:: Texto em estudo ::
—————

Tragédia de Mariana e a controvérsia sobre a pílula do câncer são abordadas em monografias de pós-graduação em ensino de ciências por investigação

Matheus Espíndola

Organizado na UFMG como curso de pós-graduação lato sensu, o Ensino de Ciências por Investigação (Enci) baseia-se na premissa de que as explicações científicas surgem e se desenvolvem em ambientes de investigação orientada caracterizados pela autonomia discente, refutando, assim, a tradicional imposição verticalizada de conceitos por parte dos professores.

No início de julho, as professoras do ensino médio Adriana Moreira Lima e Ilane Maiara Andrade defenderam, na Faculdade de Educação, monografias sobre experiências de docência utilizando a metodologia de Enci. Ambas foram orientadas pelo professor Márcio Antônio da Silva.

A pesquisa de Adriana Lima teve como tema o desastre ambiental provocado pelo rompimento da barragem da mineradora Samarco, em novembro do ano passado, em Bento Rodrigues, subdistrito de Mariana. Ilane Andrade abordou com seus alunos a polêmica relacionada à regulamentação da fosfoetanolamina, conhecida como a pílula do câncer, que teve sua comercialização proibida pelo Ministério da Saúde.

Confrontar informações

De acordo com Adriana, o método de Enci se diferencia do convencional porque confere protagonismo ao aluno. "Ao considerar o posicionamento do estudante diante do problema, estimular que ele pesquise e transforme suas impressões em conhecimento científico, inverte-se a lógica tradicional do ensino, contribuindo para a formação de indivíduos mais críticos e capazes de argumentar", sustenta.

As atividades da pesquisa foram realizadas em uma escola da rede estadual, com alunos de 17 a 19 anos, que cursam o 3º ano do ensino médio, em Águas Claras, distrito de Mariana. Primeiramente, foi aplicado questionário para identificar conhecimentos prévios dos alunos. Em um segundo momento, os alunos assistiram a vídeos sobre as etapas da mineração e sua aplicação no cotidiano. Em seguida, foram estudadas reportagens sobre o rompimento da barragem de Fundão. Por fim, eles analisaram outros textos, tabelas e relatórios.

—————

(Dados de associação entre texto e região)
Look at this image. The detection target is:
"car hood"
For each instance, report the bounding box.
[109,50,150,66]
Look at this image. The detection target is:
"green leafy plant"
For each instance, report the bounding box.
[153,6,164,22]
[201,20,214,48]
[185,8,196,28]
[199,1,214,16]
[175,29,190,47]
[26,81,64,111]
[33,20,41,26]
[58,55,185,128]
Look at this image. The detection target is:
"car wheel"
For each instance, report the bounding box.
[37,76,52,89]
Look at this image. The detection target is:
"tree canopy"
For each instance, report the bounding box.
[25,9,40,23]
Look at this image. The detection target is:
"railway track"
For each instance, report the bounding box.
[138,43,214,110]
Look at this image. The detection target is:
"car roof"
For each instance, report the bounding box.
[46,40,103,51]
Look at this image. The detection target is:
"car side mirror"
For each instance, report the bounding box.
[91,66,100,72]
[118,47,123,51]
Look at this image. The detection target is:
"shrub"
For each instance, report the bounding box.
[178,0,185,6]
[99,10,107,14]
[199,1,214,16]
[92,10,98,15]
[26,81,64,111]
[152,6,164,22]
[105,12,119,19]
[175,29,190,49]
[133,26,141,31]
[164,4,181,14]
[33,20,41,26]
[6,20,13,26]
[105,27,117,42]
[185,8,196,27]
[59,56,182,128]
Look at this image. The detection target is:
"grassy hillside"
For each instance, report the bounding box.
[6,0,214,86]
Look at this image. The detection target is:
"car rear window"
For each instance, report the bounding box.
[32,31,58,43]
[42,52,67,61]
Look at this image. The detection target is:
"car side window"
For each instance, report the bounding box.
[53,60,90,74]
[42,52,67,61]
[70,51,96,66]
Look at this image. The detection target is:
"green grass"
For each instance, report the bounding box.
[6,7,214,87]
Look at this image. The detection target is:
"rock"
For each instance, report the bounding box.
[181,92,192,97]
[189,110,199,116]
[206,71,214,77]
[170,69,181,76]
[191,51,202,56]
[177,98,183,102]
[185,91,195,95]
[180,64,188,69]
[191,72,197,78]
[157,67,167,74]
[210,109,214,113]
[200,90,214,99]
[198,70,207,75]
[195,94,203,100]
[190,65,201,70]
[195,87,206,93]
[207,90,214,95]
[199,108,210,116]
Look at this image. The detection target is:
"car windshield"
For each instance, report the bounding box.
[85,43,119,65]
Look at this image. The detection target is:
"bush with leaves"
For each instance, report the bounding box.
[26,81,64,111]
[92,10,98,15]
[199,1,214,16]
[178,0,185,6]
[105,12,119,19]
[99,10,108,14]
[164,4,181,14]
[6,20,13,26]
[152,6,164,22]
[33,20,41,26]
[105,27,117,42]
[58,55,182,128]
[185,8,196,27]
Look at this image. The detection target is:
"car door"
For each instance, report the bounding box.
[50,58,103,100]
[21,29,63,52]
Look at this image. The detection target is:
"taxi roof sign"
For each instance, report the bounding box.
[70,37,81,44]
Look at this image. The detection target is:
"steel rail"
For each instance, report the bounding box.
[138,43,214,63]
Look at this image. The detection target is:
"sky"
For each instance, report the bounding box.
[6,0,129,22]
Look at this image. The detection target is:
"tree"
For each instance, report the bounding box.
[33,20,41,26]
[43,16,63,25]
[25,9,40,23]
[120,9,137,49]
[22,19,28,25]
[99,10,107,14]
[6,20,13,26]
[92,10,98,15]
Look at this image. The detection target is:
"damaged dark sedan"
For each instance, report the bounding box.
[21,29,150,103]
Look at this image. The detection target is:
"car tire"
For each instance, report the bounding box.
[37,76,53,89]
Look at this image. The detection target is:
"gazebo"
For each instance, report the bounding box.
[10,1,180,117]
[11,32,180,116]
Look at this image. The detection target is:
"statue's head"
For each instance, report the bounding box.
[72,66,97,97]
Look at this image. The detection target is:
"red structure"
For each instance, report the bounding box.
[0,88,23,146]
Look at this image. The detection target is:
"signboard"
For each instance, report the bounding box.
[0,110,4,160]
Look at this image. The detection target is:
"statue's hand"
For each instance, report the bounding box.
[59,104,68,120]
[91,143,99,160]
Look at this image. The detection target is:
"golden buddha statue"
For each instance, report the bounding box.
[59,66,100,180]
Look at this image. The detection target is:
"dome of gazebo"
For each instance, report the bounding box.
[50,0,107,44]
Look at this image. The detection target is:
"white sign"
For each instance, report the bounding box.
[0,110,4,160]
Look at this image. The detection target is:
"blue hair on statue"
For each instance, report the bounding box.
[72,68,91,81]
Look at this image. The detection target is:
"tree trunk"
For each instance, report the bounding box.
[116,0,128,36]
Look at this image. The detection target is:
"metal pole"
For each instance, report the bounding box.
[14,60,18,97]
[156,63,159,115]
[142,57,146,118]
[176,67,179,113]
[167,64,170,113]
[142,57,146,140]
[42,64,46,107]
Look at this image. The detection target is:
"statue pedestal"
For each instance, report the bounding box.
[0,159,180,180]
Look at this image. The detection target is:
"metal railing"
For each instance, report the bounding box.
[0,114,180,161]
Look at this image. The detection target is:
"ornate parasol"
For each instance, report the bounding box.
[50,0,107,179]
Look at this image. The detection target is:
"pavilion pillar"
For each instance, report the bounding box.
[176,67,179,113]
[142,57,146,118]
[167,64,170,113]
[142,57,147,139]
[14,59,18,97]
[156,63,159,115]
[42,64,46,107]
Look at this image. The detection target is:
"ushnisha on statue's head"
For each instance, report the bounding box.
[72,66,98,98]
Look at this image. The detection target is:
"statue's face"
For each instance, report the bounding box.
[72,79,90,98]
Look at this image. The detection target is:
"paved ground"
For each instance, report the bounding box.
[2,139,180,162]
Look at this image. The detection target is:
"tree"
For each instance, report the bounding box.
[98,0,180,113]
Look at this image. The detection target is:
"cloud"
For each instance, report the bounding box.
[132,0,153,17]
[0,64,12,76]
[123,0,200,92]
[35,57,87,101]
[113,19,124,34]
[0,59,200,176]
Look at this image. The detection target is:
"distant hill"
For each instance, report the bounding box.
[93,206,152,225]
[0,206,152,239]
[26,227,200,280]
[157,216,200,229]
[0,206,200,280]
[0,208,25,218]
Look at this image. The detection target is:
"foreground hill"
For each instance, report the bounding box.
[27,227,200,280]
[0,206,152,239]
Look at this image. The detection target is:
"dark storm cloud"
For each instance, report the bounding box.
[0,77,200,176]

—————

:: O que fazer ::
Segundo o texto em estudo, quem orientou as monografias de Adriana Moreira Lima e Ilane Maiara Andrade?

:: Resultado da tarefa ::
O professor Márcio Antônio da Silva.